**Objective**: Retype the following material exactly as it is given, line by line, from start to finish.

**Provided information**:

┌──

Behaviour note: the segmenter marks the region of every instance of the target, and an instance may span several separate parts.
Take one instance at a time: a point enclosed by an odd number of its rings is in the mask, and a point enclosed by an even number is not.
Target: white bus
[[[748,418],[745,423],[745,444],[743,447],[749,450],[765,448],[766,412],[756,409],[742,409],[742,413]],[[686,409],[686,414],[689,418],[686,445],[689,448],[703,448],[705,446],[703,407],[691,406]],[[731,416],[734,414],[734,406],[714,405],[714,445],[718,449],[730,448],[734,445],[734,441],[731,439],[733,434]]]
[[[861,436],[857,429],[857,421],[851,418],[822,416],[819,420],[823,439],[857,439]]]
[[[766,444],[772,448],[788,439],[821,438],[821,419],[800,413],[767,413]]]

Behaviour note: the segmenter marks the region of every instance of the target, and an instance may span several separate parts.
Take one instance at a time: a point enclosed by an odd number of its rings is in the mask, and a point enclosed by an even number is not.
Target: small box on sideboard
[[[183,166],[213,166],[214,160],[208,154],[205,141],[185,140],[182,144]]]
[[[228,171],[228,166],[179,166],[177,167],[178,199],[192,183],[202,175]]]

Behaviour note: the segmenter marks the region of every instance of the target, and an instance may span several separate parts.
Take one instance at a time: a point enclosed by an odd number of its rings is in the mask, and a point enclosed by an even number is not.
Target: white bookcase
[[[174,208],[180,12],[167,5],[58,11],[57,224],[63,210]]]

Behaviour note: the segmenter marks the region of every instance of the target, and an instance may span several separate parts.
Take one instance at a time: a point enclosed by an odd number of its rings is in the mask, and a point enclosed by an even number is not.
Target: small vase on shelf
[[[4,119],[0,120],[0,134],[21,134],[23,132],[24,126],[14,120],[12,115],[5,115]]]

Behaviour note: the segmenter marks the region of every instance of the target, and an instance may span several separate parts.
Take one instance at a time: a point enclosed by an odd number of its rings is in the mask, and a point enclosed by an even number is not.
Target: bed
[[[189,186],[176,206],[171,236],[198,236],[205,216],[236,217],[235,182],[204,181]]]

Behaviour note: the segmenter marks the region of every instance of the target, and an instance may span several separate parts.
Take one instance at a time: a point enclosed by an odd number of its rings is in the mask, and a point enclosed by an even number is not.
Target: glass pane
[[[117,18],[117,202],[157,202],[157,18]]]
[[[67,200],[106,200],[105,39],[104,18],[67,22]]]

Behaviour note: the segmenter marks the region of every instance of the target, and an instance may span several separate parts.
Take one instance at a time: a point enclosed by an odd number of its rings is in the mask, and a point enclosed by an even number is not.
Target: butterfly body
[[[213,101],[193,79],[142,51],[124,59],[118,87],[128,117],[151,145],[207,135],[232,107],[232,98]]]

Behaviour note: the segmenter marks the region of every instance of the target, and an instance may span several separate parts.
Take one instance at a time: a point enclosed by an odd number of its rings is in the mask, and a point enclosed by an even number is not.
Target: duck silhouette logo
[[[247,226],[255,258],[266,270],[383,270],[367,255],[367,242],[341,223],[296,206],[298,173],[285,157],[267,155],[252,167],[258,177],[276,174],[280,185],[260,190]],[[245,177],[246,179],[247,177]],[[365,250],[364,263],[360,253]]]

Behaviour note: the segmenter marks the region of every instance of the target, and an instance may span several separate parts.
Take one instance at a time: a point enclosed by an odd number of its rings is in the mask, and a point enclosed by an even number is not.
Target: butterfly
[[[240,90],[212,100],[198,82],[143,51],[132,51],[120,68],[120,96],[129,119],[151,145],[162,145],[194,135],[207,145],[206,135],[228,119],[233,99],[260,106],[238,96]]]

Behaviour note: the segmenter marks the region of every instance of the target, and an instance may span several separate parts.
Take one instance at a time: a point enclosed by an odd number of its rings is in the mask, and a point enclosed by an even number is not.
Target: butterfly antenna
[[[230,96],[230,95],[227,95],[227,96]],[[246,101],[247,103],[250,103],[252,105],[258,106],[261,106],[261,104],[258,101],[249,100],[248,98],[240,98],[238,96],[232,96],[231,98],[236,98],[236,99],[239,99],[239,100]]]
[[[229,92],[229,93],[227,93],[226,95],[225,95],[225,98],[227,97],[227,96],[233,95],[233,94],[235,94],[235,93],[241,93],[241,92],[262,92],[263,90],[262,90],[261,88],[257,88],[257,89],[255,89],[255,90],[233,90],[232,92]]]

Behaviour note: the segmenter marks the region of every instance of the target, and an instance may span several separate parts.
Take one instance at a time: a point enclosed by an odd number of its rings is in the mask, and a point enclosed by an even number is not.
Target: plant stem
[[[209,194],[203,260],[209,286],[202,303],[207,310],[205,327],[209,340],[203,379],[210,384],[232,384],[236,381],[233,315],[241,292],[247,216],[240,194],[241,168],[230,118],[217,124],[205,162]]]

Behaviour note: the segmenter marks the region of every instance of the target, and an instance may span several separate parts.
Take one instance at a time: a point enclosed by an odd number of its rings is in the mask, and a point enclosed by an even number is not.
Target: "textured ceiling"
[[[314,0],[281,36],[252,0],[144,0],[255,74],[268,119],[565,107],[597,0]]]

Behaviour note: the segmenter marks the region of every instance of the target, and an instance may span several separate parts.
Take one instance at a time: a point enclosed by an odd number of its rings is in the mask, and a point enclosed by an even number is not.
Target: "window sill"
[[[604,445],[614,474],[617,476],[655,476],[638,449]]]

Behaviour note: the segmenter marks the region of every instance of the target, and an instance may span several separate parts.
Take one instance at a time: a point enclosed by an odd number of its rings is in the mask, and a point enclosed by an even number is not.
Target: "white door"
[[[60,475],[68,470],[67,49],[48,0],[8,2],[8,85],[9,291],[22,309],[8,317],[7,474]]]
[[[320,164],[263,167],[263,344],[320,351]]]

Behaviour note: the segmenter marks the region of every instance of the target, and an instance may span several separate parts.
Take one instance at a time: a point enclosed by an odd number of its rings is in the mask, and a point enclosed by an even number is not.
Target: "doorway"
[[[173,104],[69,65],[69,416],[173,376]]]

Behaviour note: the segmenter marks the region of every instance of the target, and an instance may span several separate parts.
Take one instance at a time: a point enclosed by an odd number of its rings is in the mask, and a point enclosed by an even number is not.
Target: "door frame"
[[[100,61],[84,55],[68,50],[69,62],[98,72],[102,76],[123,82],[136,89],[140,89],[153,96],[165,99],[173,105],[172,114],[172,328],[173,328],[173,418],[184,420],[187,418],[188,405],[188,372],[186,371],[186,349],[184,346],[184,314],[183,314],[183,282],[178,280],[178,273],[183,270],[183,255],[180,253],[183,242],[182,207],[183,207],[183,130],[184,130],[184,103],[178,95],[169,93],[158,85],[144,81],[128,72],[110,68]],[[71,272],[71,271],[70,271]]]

└──

**Solution for this problem**:
Behaviour note: the segmenter marks the region of every instance of the target, and an instance may span several separate parts.
Take one instance at a time: a point enclosed by an odd number of its rings is in the mask, and a point enclosed by an even number is not.
Target: white bus
[[[748,418],[745,423],[745,444],[743,447],[749,450],[765,448],[766,412],[756,409],[742,409],[742,413]],[[686,409],[686,414],[689,418],[686,445],[689,448],[703,448],[705,446],[703,407],[691,406]],[[731,416],[734,414],[734,406],[714,405],[714,445],[718,449],[730,448],[734,445],[734,441],[731,439],[733,434]]]
[[[861,436],[857,429],[857,421],[851,418],[822,416],[819,420],[823,439],[857,439]]]
[[[766,444],[772,448],[788,439],[821,438],[821,419],[800,413],[767,413]]]

Behaviour note: the segmenter marks the region of every instance of the target, and an instance may span several separate parts.
Take one instance at a time: a point enclosed by an odd number of its rings is in the mask, and a point enclosed by an even number is not.
Target: small box on sideboard
[[[183,166],[213,166],[214,160],[208,154],[205,141],[185,140],[182,144]]]
[[[228,171],[228,166],[179,166],[177,167],[178,199],[192,183],[202,175]]]

Behaviour note: the segmenter marks the region of every instance of the target, and an instance may span several separate parts.
Take one instance at a time: a point enclosed by an odd number of its rings is in the mask, and a point enclosed by an even number is not.
Target: white bookcase
[[[174,208],[180,12],[167,5],[58,11],[57,224],[63,210]]]

Behaviour note: the segmenter marks the region of every instance of the target, and an instance may span several separate parts.
Take one instance at a time: a point enclosed by an odd number of its rings is in the mask, and a point enclosed by an even number is not.
Target: small vase on shelf
[[[4,119],[0,120],[0,134],[21,134],[23,132],[24,126],[14,120],[12,115],[5,115]]]

Behaviour note: the segmenter marks the region of every instance of the target, and an instance may span several separate parts.
Take one instance at a time: a point enclosed by an odd number of its rings is in the mask, and a point enclosed by an even number is not.
Target: bed
[[[189,186],[176,206],[171,236],[198,236],[205,216],[236,217],[235,182],[204,181]]]

Behaviour note: the segmenter marks the region of every instance of the target, and an instance may span several separate parts.
Take one instance at a time: a point enclosed by an odd number of its rings is in the mask, and a point enclosed by an even number is not.
Target: glass pane
[[[117,18],[117,202],[157,202],[157,18]]]
[[[67,200],[106,200],[105,39],[104,18],[67,22]]]

Behaviour note: the segmenter marks the region of every instance of the target, and an instance may span several separate parts.
Take one instance at a time: a point enclosed by an odd number of its rings is in the mask, and a point enclosed by an even number is not.
Target: butterfly body
[[[213,101],[193,79],[142,51],[124,59],[118,87],[128,117],[151,145],[207,135],[232,107],[232,98]]]

Behaviour note: the segmenter marks the region of every instance of the target, and an instance may span several separate parts.
Take one instance at a time: a point enclosed by an odd number of its rings is in the mask, and a point enclosed by an even number is not.
Target: duck silhouette logo
[[[247,226],[255,258],[266,270],[383,270],[367,255],[367,242],[341,223],[296,206],[298,173],[285,157],[267,155],[252,167],[258,177],[276,174],[280,185],[260,190]],[[245,177],[246,179],[247,177]],[[365,250],[364,263],[360,253]]]

Behaviour note: the segmenter marks the region of every instance of the target, and an instance may span several separate parts.
Take one instance at a time: a point enclosed by an odd number of its rings is in the mask, and a point enclosed by an even number is not.
Target: butterfly
[[[240,90],[212,100],[198,82],[143,51],[132,51],[120,68],[120,96],[129,119],[151,145],[162,145],[194,135],[207,145],[206,135],[228,119],[233,99],[260,106],[238,96]]]

Behaviour note: the segmenter marks the region of every instance of the target, and an instance may span several separate parts.
Take one instance at a time: a point enclosed by an odd number of its rings is in the mask, and a point enclosed by an even number is not.
Target: butterfly antenna
[[[230,96],[230,95],[227,95],[227,96]],[[246,101],[247,103],[250,103],[252,105],[258,106],[261,106],[261,104],[258,101],[249,100],[248,98],[240,98],[238,96],[232,96],[231,98],[236,98],[236,99],[239,99],[239,100]]]
[[[229,92],[229,93],[227,93],[226,95],[225,95],[225,98],[227,97],[227,96],[233,95],[233,94],[235,94],[235,93],[241,93],[241,92],[262,92],[263,90],[262,90],[261,88],[257,88],[257,89],[255,89],[255,90],[233,90],[232,92]]]

Behaviour note: the segmenter marks the region of every instance of the target, and an instance may span several separate parts.
Take one instance at a time: a point enclosed by an odd number of its rings is in the mask, and a point enclosed by an even number is not.
Target: plant stem
[[[209,194],[203,260],[209,286],[202,303],[207,310],[205,327],[209,340],[203,379],[210,384],[232,384],[236,381],[233,315],[241,292],[247,216],[240,194],[241,168],[230,118],[217,124],[205,162]]]

Behaviour note: the segmenter marks the region of every instance of the target, and an instance may span several separate parts.
Take one instance at a time: a point enclosed by an odd number of its rings is in the mask, and a point enclosed by an even number is not.
Target: "textured ceiling"
[[[314,0],[281,36],[252,0],[144,0],[255,74],[268,119],[565,107],[597,0]]]

Behaviour note: the segmenter marks the region of every instance of the target, and an instance may span several separate parts.
Take one instance at a time: a point enclosed by an odd number of its rings is in the mask, and a point enclosed by an even number is not.
Target: "window sill"
[[[604,445],[614,474],[617,476],[655,476],[638,449]]]

Behaviour note: the segmenter marks the region of every instance of the target, and an instance may span several separate parts.
Take one instance at a time: a point enclosed by an odd number of its rings is in the mask, and a point enclosed by an even number is not.
Target: "white door"
[[[60,475],[68,470],[67,49],[48,0],[8,2],[8,85],[9,291],[22,309],[8,317],[7,474]]]
[[[320,164],[263,167],[263,344],[320,351]]]

Behaviour note: the segmenter marks the region of every instance of the target, and an instance may span several separate parts.
Take one instance at a time: a point enclosed by an odd number of its rings is in the mask, and a point enclosed by an even number is not.
Target: "doorway"
[[[173,104],[69,65],[69,416],[173,376]]]

Behaviour note: the segmenter marks the region of every instance of the target, and an instance may span several separate parts.
Take one instance at a time: a point enclosed by an odd number of its rings is in the mask, and a point enclosed by an even number is not.
Target: "door frame"
[[[100,61],[84,55],[68,50],[69,62],[98,72],[102,76],[123,82],[136,89],[140,89],[153,96],[165,99],[173,105],[172,114],[172,328],[173,328],[173,418],[184,420],[187,418],[188,405],[188,372],[186,371],[186,349],[184,346],[184,314],[183,314],[183,282],[178,280],[178,273],[183,270],[183,255],[180,253],[183,242],[182,207],[183,207],[183,130],[184,130],[184,103],[178,95],[169,93],[158,85],[144,81],[128,72],[110,68]],[[71,272],[71,271],[70,271]]]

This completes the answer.